Roseland neighbourhood gets update on development status in Burlington

It’s going to take a coordinated effort and some patience to get to 29,000 homes by 2031.

Port Nelson United Church, the Roseland Community Organization and the Roseland Park Country Club recently presented a three-part speaker series highlighting issues of interest and concern to residents of the Roseland neighbourhood and the wider Burlington community.

From health care to climate change to housing, the needs and opportunities in the community the series presented different perspectives about issues, policies, local implementation and constraints to action.

The final public event, for the season, was held Monday night at Port Nelson United Church on the topic of housing. The panel consisted of Ward 4 councillor and deputy mayor of housing, Shawna Stolte; project manager for the City of Burlington’s Official Plan, Alison Enns; and CEO of the West End Home Builders’ Association, Mike Collins-Williams.

‘How do we get to 29,000?’ was the title of the session and all three panellists explained that the task will require a coordinated effort, a reduction in ‘red tape’ at the city level, and a deeper understanding and amount of patience on the part of residents.

Enns stated that the policies and regulations coming from the province and federal governments are constantly changing, some at a moment's notice, and challenging for cities to adapt to, let alone expecting the public to keep abreast of what is current. 

“The city approved in 2022 its housing strategy,” said Enns. “It established a road map in order to start taking incremental steps to meeting the needs of the community today and for the people who are going to move here in the future. Everyone is welcome to Burlington and that means we have to change the type of housing that we have available.”

Enns explained, “The city doesn’t create housing. The city builds frameworks, and processes guided by provincial, federal and other legislation. In mid-2022 there were 23,000 housing units in the city’s development pipeline – anything from initial thoughts of what might happen to something closer to shovels in the ground. The number now is 42,000 units (51.3 per cent are in the pre-application stage, only 12 per cent are at the planning approval stage).”

Enns also pointed out the province’s recent rules allowing all residential areas in municipalities to accept applications for three units per what was considered single-family lots. The federal government’s condition for a recent $21 million ‘Housing Accelerator Fund’ grant bumped that number up to four.

Many among the 100 attendees at the session voiced their concerns about living next to a four-plex construction.

Material shown →

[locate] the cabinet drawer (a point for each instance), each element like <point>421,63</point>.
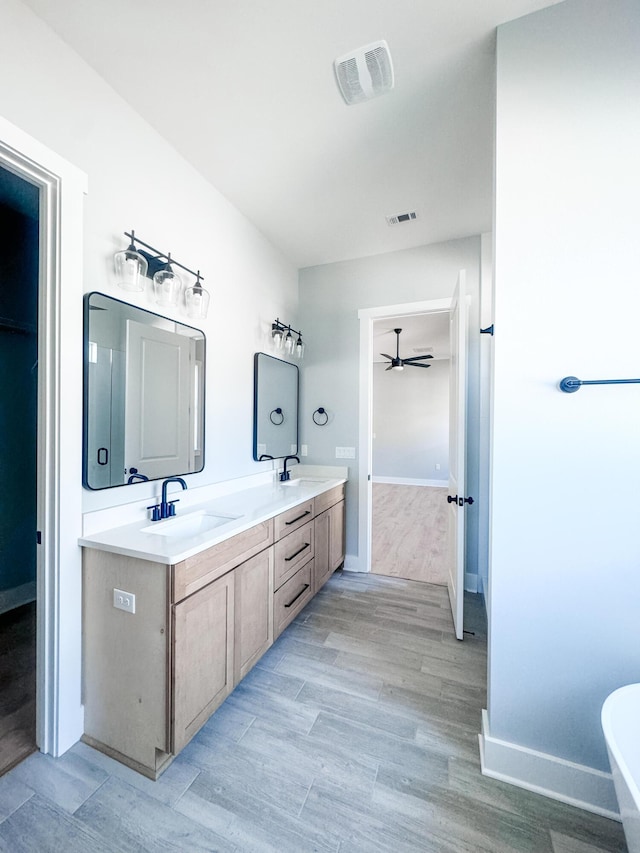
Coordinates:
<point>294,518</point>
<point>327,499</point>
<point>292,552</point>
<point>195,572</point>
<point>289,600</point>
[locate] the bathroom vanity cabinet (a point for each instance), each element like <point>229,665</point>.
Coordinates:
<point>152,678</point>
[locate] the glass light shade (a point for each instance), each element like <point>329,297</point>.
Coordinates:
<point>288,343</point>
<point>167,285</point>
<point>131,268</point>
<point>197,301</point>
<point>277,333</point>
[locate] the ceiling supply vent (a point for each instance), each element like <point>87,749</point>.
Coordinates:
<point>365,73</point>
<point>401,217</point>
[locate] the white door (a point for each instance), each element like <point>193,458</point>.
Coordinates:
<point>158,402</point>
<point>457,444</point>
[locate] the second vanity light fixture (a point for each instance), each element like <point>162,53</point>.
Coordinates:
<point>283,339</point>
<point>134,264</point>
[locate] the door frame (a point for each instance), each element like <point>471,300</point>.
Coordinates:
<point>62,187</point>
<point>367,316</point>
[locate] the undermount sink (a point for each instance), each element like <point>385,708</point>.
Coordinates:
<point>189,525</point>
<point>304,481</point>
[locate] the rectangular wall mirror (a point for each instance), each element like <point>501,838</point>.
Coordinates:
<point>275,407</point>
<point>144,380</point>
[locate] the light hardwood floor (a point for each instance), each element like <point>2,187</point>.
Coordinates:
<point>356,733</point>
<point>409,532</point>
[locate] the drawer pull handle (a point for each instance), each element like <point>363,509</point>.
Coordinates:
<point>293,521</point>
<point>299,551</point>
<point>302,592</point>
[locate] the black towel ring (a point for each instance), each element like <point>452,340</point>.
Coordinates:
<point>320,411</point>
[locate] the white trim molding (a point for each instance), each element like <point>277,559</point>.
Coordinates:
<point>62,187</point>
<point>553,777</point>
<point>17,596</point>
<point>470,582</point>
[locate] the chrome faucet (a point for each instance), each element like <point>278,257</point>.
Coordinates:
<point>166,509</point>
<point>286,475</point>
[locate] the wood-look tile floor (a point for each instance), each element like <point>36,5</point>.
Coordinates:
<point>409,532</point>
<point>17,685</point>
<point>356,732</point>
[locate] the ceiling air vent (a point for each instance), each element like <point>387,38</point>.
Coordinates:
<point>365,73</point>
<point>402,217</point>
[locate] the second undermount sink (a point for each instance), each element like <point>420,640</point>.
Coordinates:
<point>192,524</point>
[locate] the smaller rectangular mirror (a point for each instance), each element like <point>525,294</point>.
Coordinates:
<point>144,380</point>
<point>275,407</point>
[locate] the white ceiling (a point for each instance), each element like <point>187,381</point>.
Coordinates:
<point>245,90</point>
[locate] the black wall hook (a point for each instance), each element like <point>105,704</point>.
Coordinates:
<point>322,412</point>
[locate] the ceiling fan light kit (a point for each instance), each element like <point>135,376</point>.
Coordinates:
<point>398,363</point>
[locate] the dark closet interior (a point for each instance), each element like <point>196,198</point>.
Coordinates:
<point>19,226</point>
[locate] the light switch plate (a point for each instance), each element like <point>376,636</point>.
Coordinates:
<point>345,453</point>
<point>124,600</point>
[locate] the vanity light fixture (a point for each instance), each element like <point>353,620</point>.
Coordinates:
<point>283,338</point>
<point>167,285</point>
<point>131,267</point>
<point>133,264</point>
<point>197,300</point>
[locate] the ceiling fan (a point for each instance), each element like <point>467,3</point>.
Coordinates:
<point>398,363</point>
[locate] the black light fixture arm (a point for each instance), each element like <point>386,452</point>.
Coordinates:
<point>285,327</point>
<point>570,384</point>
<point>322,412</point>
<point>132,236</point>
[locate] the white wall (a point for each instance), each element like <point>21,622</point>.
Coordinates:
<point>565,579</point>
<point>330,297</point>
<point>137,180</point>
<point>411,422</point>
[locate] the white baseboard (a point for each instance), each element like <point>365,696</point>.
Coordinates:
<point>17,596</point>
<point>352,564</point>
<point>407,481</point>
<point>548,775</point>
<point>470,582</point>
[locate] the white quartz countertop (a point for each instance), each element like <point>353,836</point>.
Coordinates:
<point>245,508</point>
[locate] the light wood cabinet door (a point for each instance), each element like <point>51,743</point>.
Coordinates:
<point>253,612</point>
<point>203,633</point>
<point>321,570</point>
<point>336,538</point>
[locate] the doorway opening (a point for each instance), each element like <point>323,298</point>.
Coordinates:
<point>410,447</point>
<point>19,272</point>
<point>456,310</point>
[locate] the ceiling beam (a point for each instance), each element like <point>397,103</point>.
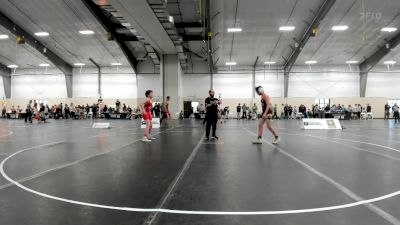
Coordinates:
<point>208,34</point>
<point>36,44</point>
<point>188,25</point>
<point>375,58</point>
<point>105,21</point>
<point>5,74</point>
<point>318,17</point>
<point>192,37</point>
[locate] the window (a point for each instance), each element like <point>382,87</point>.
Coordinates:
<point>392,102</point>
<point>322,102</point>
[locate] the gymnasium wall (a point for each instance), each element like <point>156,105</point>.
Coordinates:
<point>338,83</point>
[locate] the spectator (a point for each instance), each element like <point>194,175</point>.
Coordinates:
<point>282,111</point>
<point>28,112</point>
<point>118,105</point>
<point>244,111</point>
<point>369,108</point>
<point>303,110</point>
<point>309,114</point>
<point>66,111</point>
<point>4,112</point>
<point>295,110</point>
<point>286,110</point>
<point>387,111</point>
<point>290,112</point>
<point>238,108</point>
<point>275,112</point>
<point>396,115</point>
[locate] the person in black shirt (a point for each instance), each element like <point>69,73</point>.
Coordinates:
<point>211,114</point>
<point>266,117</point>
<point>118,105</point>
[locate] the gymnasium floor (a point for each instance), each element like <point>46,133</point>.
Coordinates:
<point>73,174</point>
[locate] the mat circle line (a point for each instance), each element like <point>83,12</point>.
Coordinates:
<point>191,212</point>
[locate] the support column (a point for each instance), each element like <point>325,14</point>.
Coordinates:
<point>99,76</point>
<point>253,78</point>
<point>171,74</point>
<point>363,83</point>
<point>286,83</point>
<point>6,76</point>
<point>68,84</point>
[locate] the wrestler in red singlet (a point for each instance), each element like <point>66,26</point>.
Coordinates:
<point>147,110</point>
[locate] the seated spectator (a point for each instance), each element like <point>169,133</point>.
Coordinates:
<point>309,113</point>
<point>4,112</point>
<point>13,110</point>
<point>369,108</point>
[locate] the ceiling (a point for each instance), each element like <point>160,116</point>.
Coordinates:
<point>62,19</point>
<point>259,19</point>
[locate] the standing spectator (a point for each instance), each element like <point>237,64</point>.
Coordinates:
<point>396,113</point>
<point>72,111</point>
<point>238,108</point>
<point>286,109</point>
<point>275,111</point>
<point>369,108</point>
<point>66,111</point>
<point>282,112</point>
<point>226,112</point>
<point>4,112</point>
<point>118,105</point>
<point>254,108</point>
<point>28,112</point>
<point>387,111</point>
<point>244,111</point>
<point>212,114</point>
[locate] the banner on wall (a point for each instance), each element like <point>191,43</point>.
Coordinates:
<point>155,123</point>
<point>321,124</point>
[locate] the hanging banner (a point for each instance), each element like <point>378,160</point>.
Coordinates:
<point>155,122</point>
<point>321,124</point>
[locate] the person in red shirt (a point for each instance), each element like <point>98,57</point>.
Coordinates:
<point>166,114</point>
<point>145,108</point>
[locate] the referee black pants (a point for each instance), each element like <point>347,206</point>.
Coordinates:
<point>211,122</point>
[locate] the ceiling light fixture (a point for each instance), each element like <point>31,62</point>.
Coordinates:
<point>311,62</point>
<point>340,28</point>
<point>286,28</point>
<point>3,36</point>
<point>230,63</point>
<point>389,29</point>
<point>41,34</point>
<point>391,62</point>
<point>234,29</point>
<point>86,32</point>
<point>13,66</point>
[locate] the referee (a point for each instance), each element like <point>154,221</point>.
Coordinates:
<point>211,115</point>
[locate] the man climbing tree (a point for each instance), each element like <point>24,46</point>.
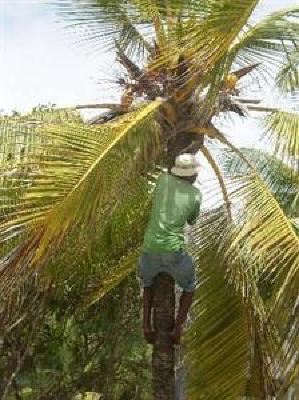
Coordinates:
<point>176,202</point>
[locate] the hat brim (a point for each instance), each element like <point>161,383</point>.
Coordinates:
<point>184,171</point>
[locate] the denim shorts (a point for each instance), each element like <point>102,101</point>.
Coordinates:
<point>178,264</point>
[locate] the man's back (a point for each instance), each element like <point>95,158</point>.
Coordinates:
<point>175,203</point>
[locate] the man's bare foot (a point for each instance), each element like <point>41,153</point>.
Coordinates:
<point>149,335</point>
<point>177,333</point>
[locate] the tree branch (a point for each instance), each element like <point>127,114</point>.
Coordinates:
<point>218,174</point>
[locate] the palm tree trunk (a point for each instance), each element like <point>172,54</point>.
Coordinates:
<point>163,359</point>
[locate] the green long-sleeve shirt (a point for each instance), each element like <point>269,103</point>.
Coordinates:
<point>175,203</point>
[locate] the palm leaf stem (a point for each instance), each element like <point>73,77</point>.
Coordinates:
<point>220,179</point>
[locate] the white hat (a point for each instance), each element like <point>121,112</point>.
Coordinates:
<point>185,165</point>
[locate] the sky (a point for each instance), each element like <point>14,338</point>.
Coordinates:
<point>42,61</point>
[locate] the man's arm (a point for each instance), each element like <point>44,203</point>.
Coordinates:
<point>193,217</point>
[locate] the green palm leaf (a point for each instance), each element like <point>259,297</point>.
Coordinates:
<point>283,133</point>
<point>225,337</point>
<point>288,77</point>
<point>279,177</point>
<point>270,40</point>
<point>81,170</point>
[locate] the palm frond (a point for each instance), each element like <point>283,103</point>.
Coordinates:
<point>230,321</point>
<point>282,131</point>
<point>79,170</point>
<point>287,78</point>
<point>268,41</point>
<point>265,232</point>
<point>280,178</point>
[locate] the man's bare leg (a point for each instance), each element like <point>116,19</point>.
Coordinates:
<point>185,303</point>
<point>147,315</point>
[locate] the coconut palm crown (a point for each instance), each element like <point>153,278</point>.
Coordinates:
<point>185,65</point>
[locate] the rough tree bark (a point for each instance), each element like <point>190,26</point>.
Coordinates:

Your instructions →
Repeat, word for word, the passage of the Burlington housing article that begins with the words containing "Enns also pointed" and ends with "a four-plex construction.".

Reply to the task →
Enns also pointed out the province’s recent rules allowing all residential areas in municipalities to accept applications for three units per what was considered single-family lots. The federal government’s condition for a recent $21 million ‘Housing Accelerator Fund’ grant bumped that number up to four.

Many among the 100 attendees at the session voiced their concerns about living next to a four-plex construction.